* **Brief**: Quote precisely the final stretch of the listing: start at the line containing "of the street" and stop after the last line.

* **Raw data**:
§ §

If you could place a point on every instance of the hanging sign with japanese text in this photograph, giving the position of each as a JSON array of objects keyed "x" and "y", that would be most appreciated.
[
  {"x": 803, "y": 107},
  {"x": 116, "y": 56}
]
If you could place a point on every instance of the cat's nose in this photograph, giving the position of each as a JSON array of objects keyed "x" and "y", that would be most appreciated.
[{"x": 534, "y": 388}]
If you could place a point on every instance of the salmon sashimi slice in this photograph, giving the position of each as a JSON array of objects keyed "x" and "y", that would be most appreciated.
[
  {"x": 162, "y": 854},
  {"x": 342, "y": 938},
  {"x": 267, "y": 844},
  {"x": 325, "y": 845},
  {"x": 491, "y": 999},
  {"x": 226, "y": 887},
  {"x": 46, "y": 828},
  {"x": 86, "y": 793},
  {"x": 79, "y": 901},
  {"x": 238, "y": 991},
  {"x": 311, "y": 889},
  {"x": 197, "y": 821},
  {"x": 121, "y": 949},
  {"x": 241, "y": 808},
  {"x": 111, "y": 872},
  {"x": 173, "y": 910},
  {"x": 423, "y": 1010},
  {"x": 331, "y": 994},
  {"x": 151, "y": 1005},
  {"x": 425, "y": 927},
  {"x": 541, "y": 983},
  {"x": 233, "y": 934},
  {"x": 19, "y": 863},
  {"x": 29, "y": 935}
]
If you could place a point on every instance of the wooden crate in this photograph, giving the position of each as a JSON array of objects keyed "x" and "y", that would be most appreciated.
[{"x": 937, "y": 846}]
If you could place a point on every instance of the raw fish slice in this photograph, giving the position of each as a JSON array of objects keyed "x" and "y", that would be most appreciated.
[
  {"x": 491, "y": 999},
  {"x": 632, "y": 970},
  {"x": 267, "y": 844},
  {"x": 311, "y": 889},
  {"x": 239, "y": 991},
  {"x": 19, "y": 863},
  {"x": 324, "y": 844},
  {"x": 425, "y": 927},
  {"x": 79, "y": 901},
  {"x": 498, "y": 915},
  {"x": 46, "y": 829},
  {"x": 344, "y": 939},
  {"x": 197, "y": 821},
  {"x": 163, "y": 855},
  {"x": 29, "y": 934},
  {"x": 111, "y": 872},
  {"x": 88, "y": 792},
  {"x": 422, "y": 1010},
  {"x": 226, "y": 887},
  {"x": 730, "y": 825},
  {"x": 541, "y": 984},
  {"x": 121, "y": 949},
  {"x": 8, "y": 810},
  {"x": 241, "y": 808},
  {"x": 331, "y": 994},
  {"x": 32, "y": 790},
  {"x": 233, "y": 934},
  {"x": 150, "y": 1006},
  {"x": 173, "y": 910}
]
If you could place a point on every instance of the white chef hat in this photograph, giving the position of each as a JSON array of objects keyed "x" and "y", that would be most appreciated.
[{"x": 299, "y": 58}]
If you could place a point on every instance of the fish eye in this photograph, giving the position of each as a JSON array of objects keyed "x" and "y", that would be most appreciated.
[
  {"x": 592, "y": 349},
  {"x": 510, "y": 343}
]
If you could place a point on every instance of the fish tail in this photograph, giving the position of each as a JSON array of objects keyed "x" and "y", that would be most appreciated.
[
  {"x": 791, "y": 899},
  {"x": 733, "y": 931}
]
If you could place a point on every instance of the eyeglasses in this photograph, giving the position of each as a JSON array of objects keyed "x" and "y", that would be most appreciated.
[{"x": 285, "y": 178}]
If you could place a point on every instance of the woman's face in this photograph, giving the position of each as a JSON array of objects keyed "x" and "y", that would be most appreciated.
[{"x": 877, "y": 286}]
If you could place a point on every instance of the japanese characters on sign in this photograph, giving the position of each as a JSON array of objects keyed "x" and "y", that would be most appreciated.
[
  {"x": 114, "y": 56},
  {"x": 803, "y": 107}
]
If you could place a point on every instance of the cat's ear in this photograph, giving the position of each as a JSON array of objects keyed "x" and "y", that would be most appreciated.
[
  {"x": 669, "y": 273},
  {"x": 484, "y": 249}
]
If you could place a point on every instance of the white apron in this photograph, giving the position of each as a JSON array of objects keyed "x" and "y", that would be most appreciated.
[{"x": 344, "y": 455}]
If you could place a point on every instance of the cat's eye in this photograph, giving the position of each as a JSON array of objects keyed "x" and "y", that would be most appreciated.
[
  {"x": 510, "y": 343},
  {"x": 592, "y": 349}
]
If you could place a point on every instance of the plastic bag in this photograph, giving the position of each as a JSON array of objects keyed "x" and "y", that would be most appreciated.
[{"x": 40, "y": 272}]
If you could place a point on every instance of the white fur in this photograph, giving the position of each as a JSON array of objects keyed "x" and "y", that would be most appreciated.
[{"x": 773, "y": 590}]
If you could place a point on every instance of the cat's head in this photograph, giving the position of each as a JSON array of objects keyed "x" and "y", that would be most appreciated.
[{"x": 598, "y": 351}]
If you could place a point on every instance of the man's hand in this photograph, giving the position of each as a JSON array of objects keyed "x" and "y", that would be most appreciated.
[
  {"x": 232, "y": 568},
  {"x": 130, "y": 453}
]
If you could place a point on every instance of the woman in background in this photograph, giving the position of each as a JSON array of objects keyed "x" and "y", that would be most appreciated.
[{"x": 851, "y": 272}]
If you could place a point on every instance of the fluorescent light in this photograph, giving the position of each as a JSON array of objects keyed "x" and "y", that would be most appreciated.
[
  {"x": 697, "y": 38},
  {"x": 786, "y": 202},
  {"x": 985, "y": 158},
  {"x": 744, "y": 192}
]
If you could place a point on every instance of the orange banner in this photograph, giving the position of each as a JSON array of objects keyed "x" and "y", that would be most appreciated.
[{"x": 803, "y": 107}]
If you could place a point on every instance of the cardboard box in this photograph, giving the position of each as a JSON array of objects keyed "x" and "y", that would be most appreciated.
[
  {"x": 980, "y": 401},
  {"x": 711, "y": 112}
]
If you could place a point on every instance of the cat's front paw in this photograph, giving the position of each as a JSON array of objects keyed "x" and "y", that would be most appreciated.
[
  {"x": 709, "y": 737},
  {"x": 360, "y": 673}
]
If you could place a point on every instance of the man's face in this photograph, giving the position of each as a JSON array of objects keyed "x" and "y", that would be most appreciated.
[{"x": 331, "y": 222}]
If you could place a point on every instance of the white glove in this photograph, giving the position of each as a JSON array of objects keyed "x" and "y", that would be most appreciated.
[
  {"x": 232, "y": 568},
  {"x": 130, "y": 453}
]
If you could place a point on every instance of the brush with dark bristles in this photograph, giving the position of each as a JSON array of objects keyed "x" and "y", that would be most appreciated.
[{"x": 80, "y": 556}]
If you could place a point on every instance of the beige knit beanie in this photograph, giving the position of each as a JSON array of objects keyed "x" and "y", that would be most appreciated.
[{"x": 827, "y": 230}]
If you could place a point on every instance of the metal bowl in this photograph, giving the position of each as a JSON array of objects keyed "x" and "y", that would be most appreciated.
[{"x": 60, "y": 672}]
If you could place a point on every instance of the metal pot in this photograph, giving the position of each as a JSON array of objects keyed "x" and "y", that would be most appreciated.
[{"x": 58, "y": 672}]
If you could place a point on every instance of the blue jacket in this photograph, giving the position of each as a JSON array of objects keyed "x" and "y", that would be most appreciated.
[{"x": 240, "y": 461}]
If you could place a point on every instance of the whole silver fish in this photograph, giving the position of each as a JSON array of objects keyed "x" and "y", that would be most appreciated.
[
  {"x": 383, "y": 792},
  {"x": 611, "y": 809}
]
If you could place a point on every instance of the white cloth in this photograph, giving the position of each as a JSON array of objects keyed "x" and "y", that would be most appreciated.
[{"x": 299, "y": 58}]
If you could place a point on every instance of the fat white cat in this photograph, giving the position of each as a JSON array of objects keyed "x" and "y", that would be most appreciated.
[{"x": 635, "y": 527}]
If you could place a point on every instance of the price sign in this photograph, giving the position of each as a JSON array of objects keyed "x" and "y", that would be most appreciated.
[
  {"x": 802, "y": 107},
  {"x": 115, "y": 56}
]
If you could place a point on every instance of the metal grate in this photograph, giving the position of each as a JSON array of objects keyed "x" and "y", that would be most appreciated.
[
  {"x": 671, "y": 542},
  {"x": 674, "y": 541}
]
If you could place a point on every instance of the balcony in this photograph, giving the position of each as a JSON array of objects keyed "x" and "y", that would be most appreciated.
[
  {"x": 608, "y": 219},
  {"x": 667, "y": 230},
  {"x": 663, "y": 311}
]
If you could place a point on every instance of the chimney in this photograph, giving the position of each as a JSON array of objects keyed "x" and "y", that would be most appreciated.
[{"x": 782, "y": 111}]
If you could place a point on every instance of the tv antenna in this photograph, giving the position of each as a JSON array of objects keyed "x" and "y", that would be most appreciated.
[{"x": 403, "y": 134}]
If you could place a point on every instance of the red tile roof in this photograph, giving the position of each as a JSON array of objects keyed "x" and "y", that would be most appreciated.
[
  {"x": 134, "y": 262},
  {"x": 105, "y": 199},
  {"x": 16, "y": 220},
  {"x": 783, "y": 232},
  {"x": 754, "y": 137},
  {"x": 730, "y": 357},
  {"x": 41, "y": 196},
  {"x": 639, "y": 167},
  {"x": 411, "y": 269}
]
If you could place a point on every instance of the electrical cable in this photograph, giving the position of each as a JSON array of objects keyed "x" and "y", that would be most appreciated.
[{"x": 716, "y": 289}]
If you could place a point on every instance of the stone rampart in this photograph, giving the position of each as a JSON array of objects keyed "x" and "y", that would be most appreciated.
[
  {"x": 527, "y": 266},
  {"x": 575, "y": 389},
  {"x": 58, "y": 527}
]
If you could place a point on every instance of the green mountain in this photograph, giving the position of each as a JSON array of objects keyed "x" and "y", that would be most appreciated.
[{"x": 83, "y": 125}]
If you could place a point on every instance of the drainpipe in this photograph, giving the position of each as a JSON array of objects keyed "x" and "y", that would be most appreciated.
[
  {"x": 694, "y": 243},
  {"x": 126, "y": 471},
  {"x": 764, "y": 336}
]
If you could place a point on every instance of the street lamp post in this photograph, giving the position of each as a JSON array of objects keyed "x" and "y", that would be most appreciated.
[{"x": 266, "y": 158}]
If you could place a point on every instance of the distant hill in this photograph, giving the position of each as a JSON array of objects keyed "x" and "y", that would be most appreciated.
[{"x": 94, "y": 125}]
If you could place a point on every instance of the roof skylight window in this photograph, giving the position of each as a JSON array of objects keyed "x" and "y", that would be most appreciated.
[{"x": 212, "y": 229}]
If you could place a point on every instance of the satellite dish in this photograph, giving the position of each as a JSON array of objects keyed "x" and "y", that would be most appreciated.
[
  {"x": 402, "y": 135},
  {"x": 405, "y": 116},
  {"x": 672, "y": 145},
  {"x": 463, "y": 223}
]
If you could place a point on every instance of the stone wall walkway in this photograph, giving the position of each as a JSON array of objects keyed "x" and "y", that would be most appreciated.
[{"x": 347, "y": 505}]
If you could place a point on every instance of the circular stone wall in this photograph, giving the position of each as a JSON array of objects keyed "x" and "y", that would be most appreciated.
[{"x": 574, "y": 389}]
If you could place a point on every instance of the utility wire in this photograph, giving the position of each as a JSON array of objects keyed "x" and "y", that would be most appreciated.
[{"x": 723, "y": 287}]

§ §

* **Problem solution**:
If you could place a point on every instance of the street lamp post in this photograph, giving the position of each as a JSON array of objects keyed "x" and "y", that would be most appreciated.
[{"x": 266, "y": 158}]
If you could place a point on every instance of the distant hill in this photograph, giving the position of each as a JSON array of objects keyed "x" and "y", that would be most appreciated.
[{"x": 94, "y": 125}]
If you could place a point on every instance of the roof skylight window in this photograph, giving the position of each as a JSON array of objects keyed "x" and "y", that would be most appreciated.
[{"x": 212, "y": 229}]
If you could place a point on every instance of the satellite dish in this photograph, giving the position of each as a JSON array of objects keyed "x" and "y", that would be most appreciated.
[
  {"x": 402, "y": 135},
  {"x": 405, "y": 116},
  {"x": 672, "y": 145},
  {"x": 463, "y": 223}
]
If you could place a point on every instance of the stone wall walkway in this photograph, giving the position of each as a JSON array of objects keyed "x" and "y", that would be most appreciated.
[{"x": 347, "y": 505}]
If you could place a point on every instance of the circular stone wall in this photograph, giving the position of each as a JSON array of objects keyed "x" and "y", that would be most appreciated.
[{"x": 574, "y": 389}]
If you could place a point on every instance of the utility wire in this photograph, giving the position of each as a JSON array of objects keyed "x" and "y", that would be most appreciated.
[{"x": 723, "y": 287}]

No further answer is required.